Text shown:
● ● ● ●

Chinoiseries
Summary
In an era of unprecedented innovation in science and technology, how do craftsperson/ designers respond to the constant paradigm shift in our lives? After all, good designers do not just explore how we will, but also how we should live in the future. The exhibition, Imminent Domain: Designing the Life of Tomorrow, the exhibition is curated by Fumio Nanjo, Director of Mori Art Museum, Tokyo, works from across industries including jewelry, automobile, fashion, product, and interior design among others, were displayed to provoke ideas on lifestyle. Traveling to National Design Centre Singapore, the smaller-scale exhibition continues this goal with a focus on the changing concepts about future living.
Supported by
Organized by Asia Society Hong Kong Center, at National Design Centre, Singapore.
Description of project
In Chinoiseries, I have been addressing craft and its methodologies as well as problematicity. I had worked with cloisonné techniques in one of the last surviving enamel workshops in Beijing. The work addresses and confronts the contradictions in a country set to become an economical power other than cultural. China the fast-paced, the alienated, the progress-centered. In what way, if any, does the rhythm of craft meet with the fast beating heart of contemporary China? A country that has historically represented
a magmatic reservoir of the finest expressions in both art and craftsmanship, but where these very forms of cultural expression might soon dissolve in the name of technological and economical power and progress.

● ● ● ●

Information given:
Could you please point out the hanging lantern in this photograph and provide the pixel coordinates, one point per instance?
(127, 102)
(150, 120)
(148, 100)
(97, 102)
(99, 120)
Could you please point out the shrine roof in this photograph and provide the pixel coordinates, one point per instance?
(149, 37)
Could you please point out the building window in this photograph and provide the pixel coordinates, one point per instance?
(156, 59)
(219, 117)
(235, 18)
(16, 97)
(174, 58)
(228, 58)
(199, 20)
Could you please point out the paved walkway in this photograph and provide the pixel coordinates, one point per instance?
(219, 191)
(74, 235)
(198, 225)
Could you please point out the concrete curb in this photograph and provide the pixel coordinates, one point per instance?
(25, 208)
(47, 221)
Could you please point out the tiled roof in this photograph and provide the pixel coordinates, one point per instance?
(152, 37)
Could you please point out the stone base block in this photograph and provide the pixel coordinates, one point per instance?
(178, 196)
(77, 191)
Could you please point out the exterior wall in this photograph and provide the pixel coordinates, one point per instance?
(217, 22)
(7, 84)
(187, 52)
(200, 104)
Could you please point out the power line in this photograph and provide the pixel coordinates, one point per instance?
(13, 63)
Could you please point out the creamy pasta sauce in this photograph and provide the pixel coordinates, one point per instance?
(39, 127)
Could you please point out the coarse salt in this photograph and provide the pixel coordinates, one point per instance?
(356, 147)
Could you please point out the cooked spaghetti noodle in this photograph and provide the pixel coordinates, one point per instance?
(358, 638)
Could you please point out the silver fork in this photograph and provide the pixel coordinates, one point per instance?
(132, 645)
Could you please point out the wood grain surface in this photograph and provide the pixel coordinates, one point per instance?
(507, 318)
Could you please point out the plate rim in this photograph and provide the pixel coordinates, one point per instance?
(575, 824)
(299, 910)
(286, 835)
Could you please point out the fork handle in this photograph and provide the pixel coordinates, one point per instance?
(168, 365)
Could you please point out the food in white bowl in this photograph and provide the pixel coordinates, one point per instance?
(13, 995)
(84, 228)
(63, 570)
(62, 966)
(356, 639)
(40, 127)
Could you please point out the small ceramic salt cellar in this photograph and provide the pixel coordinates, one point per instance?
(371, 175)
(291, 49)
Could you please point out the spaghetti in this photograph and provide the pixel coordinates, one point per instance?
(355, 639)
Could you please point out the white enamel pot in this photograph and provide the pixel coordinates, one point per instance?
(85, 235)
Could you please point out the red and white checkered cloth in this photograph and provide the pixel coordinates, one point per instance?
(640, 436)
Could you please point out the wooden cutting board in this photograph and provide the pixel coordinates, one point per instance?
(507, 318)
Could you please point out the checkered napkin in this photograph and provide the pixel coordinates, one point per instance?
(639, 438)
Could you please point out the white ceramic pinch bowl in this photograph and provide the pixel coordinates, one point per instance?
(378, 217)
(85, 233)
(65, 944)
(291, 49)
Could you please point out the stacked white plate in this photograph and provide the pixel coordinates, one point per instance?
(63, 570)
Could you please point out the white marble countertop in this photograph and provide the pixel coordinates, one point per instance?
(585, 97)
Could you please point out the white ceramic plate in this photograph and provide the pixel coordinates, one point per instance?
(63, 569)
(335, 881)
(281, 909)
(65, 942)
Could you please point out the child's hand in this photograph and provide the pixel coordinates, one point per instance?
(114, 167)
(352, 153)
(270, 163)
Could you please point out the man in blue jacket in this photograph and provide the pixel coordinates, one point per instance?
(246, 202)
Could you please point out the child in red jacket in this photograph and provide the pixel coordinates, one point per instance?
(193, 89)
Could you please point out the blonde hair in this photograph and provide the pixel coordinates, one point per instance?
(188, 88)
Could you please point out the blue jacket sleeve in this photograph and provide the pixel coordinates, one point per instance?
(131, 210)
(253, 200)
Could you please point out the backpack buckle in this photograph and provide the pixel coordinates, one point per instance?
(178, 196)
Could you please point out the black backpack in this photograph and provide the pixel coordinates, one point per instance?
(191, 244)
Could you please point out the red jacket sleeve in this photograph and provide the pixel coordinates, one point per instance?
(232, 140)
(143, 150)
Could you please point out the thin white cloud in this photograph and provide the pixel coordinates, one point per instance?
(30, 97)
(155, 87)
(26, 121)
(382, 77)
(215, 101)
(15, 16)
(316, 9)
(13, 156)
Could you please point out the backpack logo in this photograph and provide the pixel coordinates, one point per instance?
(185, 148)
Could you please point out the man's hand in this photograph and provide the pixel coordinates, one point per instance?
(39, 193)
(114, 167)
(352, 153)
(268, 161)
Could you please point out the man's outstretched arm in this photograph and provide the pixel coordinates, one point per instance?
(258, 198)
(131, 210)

● ● ● ●

Problems and tasks:
(1) Reproduce word for word the passage of the Chinoiseries page between "Description of project" and "power and progress.", inclusive.
(2) Which industries does the Chinoiseries page name as sources of the works shown in the exhibition?
(3) Extend the Chinoiseries page by writing on from its final sentence.
None of the entries is needed for this work.

Solved problems:
(1)
Description of project
In Chinoiseries, I have been addressing craft and its methodologies as well as problematicity. I had worked with cloisonné techniques in one of the last surviving enamel workshops in Beijing. The work addresses and confronts the contradictions in a country set to become an economical power other than cultural. China the fast-paced, the alienated, the progress-centered. In what way, if any, does the rhythm of craft meet with the fast beating heart of contemporary China? A country that has historically represented
a magmatic reservoir of the finest expressions in both art and craftsmanship, but where these very forms of cultural expression might soon dissolve in the name of technological and economical power and progress.

(2) Jewelry, automobile, fashion, product, and interior design.

(3)
In this particular project, I focused on issues of locality and exoticism in relation to material culture and how the value of both craft and luxury has shifted and changed together with our notion of time and space in the globalized culture of today. I’m interested in the concept of distance, especially in its relationship to postcolonial theories, in how craft production has been used to shape certain ideas of nation and to construct hierarchical systems of value. How the idea and definition of craft has become elastic, defying geographical borders as well as ‘nationalisms’, questioning and confronting the accepted notions of skill and time has always interested me.
Description of work included
Chinoiseries_series, 5 vessels; gold plated cloisonné, black nickel stainless steel, industrial enamel; various dimensions; unique work.
Images credit: Nicolas Cheng and Asia Society Hong Kong
Type of work
As exhibitor in a group exhibition: List of exhibitors: Nicolas Cheng, Yeung Chin and Dylan Kwok.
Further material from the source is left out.